- _WHAT YOU ARE ASKED TO DO_: Can you print the data exactly and leave out each image?

- _MATERIAL FOR THE TASK_:
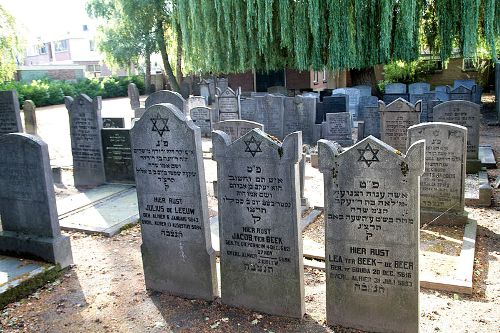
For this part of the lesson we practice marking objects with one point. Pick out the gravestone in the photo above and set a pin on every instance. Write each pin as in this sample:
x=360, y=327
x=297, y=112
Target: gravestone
x=228, y=104
x=395, y=119
x=261, y=244
x=443, y=93
x=419, y=88
x=248, y=108
x=442, y=186
x=30, y=125
x=461, y=93
x=166, y=96
x=176, y=248
x=201, y=117
x=85, y=126
x=237, y=128
x=467, y=114
x=29, y=222
x=133, y=95
x=108, y=122
x=10, y=117
x=270, y=113
x=117, y=154
x=338, y=128
x=372, y=235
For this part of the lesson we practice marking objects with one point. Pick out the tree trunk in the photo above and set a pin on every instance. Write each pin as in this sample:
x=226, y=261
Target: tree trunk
x=160, y=38
x=365, y=76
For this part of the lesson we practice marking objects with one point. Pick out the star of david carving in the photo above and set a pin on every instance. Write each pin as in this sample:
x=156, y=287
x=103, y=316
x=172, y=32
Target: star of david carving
x=368, y=155
x=253, y=146
x=160, y=125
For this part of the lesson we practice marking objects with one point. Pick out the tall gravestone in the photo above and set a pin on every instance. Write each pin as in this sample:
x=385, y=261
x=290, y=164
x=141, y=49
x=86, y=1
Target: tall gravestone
x=442, y=186
x=28, y=212
x=10, y=117
x=372, y=235
x=166, y=96
x=228, y=104
x=395, y=119
x=237, y=128
x=117, y=154
x=85, y=126
x=465, y=114
x=133, y=95
x=176, y=248
x=259, y=204
x=29, y=110
x=338, y=128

- _EXERCISE RESULT_:
For this part of the lesson we practice marking objects with one point. Pick out the gravestone in the photo above and set a pin on every instance. Write each pin as in this sample:
x=360, y=327
x=297, y=112
Target: gravestone
x=228, y=104
x=395, y=119
x=261, y=244
x=443, y=93
x=419, y=88
x=248, y=108
x=442, y=186
x=30, y=125
x=461, y=93
x=166, y=96
x=176, y=248
x=201, y=117
x=85, y=126
x=237, y=128
x=467, y=114
x=29, y=222
x=133, y=95
x=108, y=122
x=10, y=117
x=270, y=113
x=117, y=154
x=338, y=128
x=372, y=235
For this part of the lesson we practice marking objects with one point. Pick out the tree trunk in the photo above and set a pin on every instance. Write each pin as in this sample:
x=226, y=261
Target: tree trunk
x=160, y=38
x=365, y=76
For this part of the lesson we practice marking objects with one point. Pick out the star of david carving in the photo above and set a pin on every instance. Write each pin as in this sample:
x=156, y=287
x=103, y=316
x=172, y=32
Target: star of david carving
x=368, y=155
x=253, y=146
x=160, y=125
For this part of the lesson we practice marking objects with one point. Pick out the tall gravestone in the photo above and set a pin on every instance. Write each pin as in this sample:
x=385, y=261
x=290, y=164
x=141, y=49
x=86, y=1
Target: tall gravestone
x=442, y=186
x=28, y=212
x=10, y=117
x=372, y=235
x=166, y=96
x=228, y=104
x=395, y=119
x=237, y=128
x=117, y=154
x=85, y=126
x=465, y=114
x=133, y=95
x=176, y=248
x=259, y=204
x=29, y=110
x=338, y=128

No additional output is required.